## Quoted passage
Heroin users report that the drug gives them a rush of pleasant sensations that is followed by a few hours of feeling as though the world has slowed down. People say that they have a strong sensation of being in a dream-like state during the latter parts of a heroin high, which becomes a compelling reason to continue using the drug. According to a study carried out in Illinois, some users described a heroin high as feeling as though they are covered in a warm blanket and the worries of the world don’t exist.
However, not everyone has a good experience when they use heroin as it can cause nausea, vomiting and sometimes extreme itching. One of the most dangerous aspects of heroin use is how the substance depresses the heart rate and also the respiratory system. Respiratory arrest is a common cause of heroin-related death.
Why Are More People Using Heroin Today?
Heroin addiction has increased in recent years to become what is considered to be an epidemic in the US and increasingly around the world. Aside from the fact that heroin is widely available and cheap to obtain, there are also more people using the substance who have “graduated” from prescription meds than ever before. Many people on heroin addiction treatment programs originally started using the drug in opioid form as a prescription before moving on to heroin itself.
Opioid-based medications such as OxyContin and Vicodin contain a synthetic version of heroin and they are generally prescribed to treat chronic pain conditions. The problem is that tolerance to both opioids and its illegal counterpart heroin develops very quickly after a person has started using. When someone is managing pain, they find that the original dose they obtained from their physician is no longer strong enough to combat their symptoms.
This makes prescription drug users more likely to find an alternative source for pain relief, particularly when their physician is reluctant to increase the dose. Heroin works in exactly the same way as these powerful opioid medications and is generally much easier to obtain. However, in its purest form, heroin is even more addictive. Both heroin and its synthetic version cause physical, emotional and psychological conditions that are best addressed by specialist heroin addiction treatment.

## Study material
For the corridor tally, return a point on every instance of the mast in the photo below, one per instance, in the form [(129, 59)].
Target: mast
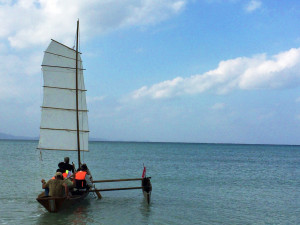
[(77, 113)]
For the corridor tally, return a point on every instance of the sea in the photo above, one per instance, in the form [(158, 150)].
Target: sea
[(192, 184)]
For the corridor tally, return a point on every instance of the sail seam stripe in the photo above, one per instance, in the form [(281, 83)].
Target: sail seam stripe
[(62, 56), (46, 107), (63, 67), (73, 89), (65, 46), (46, 128)]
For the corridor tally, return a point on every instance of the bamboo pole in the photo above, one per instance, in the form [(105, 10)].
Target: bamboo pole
[(115, 189), (116, 180), (77, 114)]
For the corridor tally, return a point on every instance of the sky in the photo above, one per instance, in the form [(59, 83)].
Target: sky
[(201, 71)]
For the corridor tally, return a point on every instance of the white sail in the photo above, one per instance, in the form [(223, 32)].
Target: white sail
[(58, 129)]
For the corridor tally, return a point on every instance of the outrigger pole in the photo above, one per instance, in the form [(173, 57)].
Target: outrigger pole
[(77, 114)]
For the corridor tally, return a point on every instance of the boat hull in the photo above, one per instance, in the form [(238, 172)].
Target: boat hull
[(55, 204), (147, 188)]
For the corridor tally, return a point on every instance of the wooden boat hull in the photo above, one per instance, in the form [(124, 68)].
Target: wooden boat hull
[(54, 204)]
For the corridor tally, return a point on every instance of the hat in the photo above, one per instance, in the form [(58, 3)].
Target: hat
[(84, 167), (58, 174)]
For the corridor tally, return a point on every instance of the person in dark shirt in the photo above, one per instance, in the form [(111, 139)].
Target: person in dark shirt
[(65, 165)]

## Your tasks
- a) List the unwanted effects named in the sentence of the heroin passage that begins "However, not everyone has a good experience."
- b) According to the heroin passage, what is a common cause of heroin-related death?
- c) Continue the passage on heroin use from the end of its final sentence.

## Per-task answers
- a) Nausea, vomiting, and extreme itching.

- b) Respiratory arrest.

- c)
The resulting growth in demand for heroin has led to increased production of the illegal drug and the amount being smuggled into the US has risen significantly. As a consequence of the rapid rise in heroin use and abuse, there are now almost 15,000 heroin addiction recovery centers offering treatment programs.
What Are the Effects of Heroin?
Once an individual has started using heroin, they are very likely to quickly develop a tolerance to it. This means that they will need to take more of the drug to get the effects they seek. The downside of this is that the body becomes used to receiving regular stimulus from heroin and become reliant on it. A sign that tolerance has developed is when a person starts to experience unpleasant withdrawal symptoms when they aren’t using.
Prolonged heroin use and abuse can lead to the following:
- Collapsed veins
- Coronary infection
- Skin problems such as abscesses and cellulitis
- Risk of contracting HIV/AIDS, hepatitis B and C from dirty needles
- Respiratory diseases such as pneumonia and TB
- Miscarriage in a pregnant woman
What to Do If You Think Someone Is Using
A person who is struggling with heroin use may not show any obvious signs that they are using drugs. The addict themselves is very unlikely to admit they have a problem and could even go to great lengths to conceal heroin use. It is probably unsurprising that many people attending heroin addiction treatment centers as a result of heroin addiction did not volunteer to seek heroin treatment medication or rehab but did so following the intervention of family and friends.
If someone is behaving completely out of character, mixing with different people, hanging out in unusual places or withdrawing from loved ones, it can be an indication of a problem. The most important thing is not to wait until the problem has gotten worse but to take action as soon as it is detected and get the individual the help they need. Heroin addiction is a treatable illness that people are able to overcome successfully to go on to live a substance-free life.